## EXERCISE DIRECTIONS
Retype each entry below, keeping every character the same.

## PROVIDED DATA
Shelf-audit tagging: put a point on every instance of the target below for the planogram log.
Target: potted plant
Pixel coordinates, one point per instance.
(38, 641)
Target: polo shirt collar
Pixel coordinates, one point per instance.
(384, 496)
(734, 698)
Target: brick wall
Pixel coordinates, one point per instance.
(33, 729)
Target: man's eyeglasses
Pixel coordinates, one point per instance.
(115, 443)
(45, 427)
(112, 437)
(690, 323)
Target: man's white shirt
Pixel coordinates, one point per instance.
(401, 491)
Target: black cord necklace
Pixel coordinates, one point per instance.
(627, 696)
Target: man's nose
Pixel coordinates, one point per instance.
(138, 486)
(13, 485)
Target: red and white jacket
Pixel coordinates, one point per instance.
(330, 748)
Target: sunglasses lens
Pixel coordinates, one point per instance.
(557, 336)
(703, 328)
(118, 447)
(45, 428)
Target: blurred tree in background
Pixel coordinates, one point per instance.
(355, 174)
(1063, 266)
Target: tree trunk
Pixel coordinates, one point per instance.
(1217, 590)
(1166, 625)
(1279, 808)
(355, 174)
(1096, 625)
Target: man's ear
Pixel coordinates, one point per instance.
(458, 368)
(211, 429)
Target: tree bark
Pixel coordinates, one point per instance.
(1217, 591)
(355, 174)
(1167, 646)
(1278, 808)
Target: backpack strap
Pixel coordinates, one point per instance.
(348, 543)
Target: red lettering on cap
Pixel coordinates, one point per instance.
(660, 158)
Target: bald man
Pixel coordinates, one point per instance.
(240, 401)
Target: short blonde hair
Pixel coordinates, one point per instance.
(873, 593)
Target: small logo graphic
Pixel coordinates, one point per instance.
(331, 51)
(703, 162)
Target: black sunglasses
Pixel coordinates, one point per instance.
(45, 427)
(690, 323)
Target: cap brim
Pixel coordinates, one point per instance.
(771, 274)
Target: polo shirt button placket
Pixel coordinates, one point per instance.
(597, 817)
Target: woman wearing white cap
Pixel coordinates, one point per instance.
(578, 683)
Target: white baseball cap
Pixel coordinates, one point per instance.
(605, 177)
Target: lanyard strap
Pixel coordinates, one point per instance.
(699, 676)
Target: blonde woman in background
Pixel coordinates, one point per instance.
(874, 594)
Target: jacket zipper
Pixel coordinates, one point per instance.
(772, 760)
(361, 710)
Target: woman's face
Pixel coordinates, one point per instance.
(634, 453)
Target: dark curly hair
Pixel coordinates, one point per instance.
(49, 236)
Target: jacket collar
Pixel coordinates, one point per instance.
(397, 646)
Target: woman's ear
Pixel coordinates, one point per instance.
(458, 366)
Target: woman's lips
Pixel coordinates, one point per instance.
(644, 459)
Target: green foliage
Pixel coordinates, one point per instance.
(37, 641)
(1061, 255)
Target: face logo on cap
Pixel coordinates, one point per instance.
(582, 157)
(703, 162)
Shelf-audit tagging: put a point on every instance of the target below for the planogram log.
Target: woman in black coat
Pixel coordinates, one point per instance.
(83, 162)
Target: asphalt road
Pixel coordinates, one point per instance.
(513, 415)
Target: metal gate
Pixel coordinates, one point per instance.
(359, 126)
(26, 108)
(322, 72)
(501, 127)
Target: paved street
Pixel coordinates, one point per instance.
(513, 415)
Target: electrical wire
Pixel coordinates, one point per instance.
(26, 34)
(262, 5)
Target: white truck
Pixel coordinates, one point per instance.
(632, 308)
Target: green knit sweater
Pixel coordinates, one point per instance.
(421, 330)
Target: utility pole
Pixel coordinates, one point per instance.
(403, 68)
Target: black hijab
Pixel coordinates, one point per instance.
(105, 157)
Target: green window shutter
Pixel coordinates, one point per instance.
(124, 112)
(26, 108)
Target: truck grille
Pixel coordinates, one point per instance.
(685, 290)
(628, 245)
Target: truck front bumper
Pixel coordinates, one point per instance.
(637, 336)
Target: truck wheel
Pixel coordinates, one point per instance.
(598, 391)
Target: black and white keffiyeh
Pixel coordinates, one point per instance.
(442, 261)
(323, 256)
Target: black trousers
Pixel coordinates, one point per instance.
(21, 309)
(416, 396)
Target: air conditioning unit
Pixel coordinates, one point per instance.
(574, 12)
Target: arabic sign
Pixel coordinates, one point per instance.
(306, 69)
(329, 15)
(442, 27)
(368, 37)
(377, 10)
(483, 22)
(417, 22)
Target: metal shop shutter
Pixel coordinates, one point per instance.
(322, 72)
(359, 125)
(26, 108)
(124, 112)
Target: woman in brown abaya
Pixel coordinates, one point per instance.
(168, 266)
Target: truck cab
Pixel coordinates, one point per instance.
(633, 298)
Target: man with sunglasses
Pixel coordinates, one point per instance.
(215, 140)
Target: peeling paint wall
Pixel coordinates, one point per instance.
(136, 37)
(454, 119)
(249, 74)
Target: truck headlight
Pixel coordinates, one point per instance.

## CORRECT ANSWER
Shelf-audit tagging: put a point on every instance of the target below for the planogram log.
Target: potted plant
Pixel coordinates, one point per instance.
(38, 641)
Target: polo shirt collar
Pixel coordinates, one point per instance.
(384, 496)
(734, 698)
Target: brick wall
Pixel coordinates, one point per instance.
(33, 729)
Target: man's eyeglasses
Pixel coordinates, one point per instance.
(115, 443)
(45, 427)
(112, 437)
(690, 323)
Target: man's white shirt
Pixel coordinates, one point per instance.
(401, 491)
Target: black cord necklace
Pixel coordinates, one point per instance.
(627, 696)
Target: man's nose
Pixel coordinates, one point per instance.
(138, 486)
(13, 485)
Target: red and white jacket
Pixel coordinates, one point per instance.
(330, 748)
Target: sunglasses lens
Pixel coordinates, one point per instance.
(557, 336)
(703, 328)
(118, 447)
(45, 428)
Target: blurred tree in background
Pixel coordinates, one point per instance.
(355, 174)
(1063, 266)
Target: tree trunk
Pixel coordinates, one point per instance.
(1217, 590)
(1166, 625)
(1279, 808)
(355, 174)
(1096, 625)
Target: man's ear
Pixel coordinates, one point per instance.
(458, 368)
(211, 429)
Target: tree bark
Pixel coordinates, one point per instance.
(1217, 591)
(355, 174)
(1167, 646)
(1278, 808)
Target: backpack strap
Pixel coordinates, one point per instance.
(348, 543)
Target: red lettering on cap
Pixel coordinates, one point per instance.
(660, 158)
Target: bald man
Pixel coordinates, one point per instance.
(240, 401)
Target: short blonde hair
Pixel coordinates, one point per instance.
(873, 593)
Target: small logo graphic
Pixel coordinates, one point per instance.
(331, 51)
(703, 162)
Target: black sunglasses
Pixel coordinates, one point per instance.
(45, 427)
(690, 323)
Target: cap brim
Pixel coordinates, one point per instance.
(771, 274)
Target: polo shirt button placket
Pixel coordinates, one point per instance.
(597, 817)
Target: woman wearing white cap
Pixel coordinates, one point per instance.
(578, 683)
Target: white baseball cap
Pixel coordinates, one point per instance.
(605, 177)
Target: lanyard strap
Pixel coordinates, one point per instance.
(699, 676)
Target: blonde woman in background
Pixel coordinates, one point per instance.
(874, 594)
Target: jacket zipper
Pixel coordinates, one point per instance.
(772, 760)
(361, 710)
Target: woman's face
Pixel coordinates, one point per instance.
(634, 453)
Target: dark curly hair
Pixel coordinates, one point per instance.
(49, 236)
Target: jacket collar
Pixel coordinates, one point per instance.
(397, 646)
Target: woman's ear
Pixel coordinates, one point per instance.
(458, 366)
Target: woman's lips
Pixel coordinates, one point per instance.
(644, 459)
Target: green foliage
Pixel coordinates, one point per instance.
(37, 641)
(1061, 255)
Target: face logo on cap
Pixel coordinates, one point per instance.
(582, 157)
(703, 162)
Shelf-audit tagging: put a point on every instance of the target below for the planogram log.
Target: woman in black coat
Pixel coordinates, one point per instance.
(83, 162)
Target: asphalt road
Pixel coordinates, one point per instance.
(513, 415)
Target: metal gate
Pixel coordinates, one point per instance.
(359, 126)
(26, 108)
(322, 72)
(501, 127)
Target: paved street
Pixel coordinates, one point per instance.
(513, 415)
Target: electrical wire
Pixel coordinates, one point per instance.
(26, 34)
(262, 5)
Target: white truck
Pixel coordinates, one point per instance.
(632, 308)
Target: green knit sweater
Pixel coordinates, one point per instance.
(421, 330)
Target: utility pole
Pixel coordinates, one point per instance.
(403, 68)
Target: black hijab
Pixel coordinates, one point per instance.
(105, 157)
Target: green window shutter
Pixel coordinates, one point per instance.
(124, 112)
(26, 108)
Target: truck grille
Pixel coordinates, one point per instance.
(685, 290)
(628, 245)
Target: truck front bumper
Pixel coordinates, one point per instance.
(637, 336)
Target: truck wheel
Pixel coordinates, one point per instance.
(598, 391)
Target: black and white keffiyeh
Pixel coordinates, one point per instance.
(442, 261)
(323, 256)
Target: black trousers
Pixel coordinates, one point per instance.
(21, 309)
(416, 396)
Target: air conditioning unit
Pixel coordinates, one point per instance.
(574, 12)
Target: arabic sign
Pixel coordinates, one point per instance.
(306, 69)
(329, 15)
(442, 27)
(368, 37)
(377, 10)
(483, 22)
(417, 22)
Target: metal shop shutter
Pixel coordinates, one point per instance.
(322, 72)
(359, 125)
(26, 108)
(124, 112)
Target: woman in brown abaya
Pixel coordinates, one point per instance.
(168, 266)
Target: truck cab
Pixel coordinates, one point per instance.
(633, 298)
Target: man with sunglasses
Pixel coordinates, one point per instance.
(215, 140)
Target: peeling paint wall
Pixel coordinates, one point per instance.
(136, 37)
(454, 119)
(249, 74)
Target: truck headlight
Pixel coordinates, one point per instance.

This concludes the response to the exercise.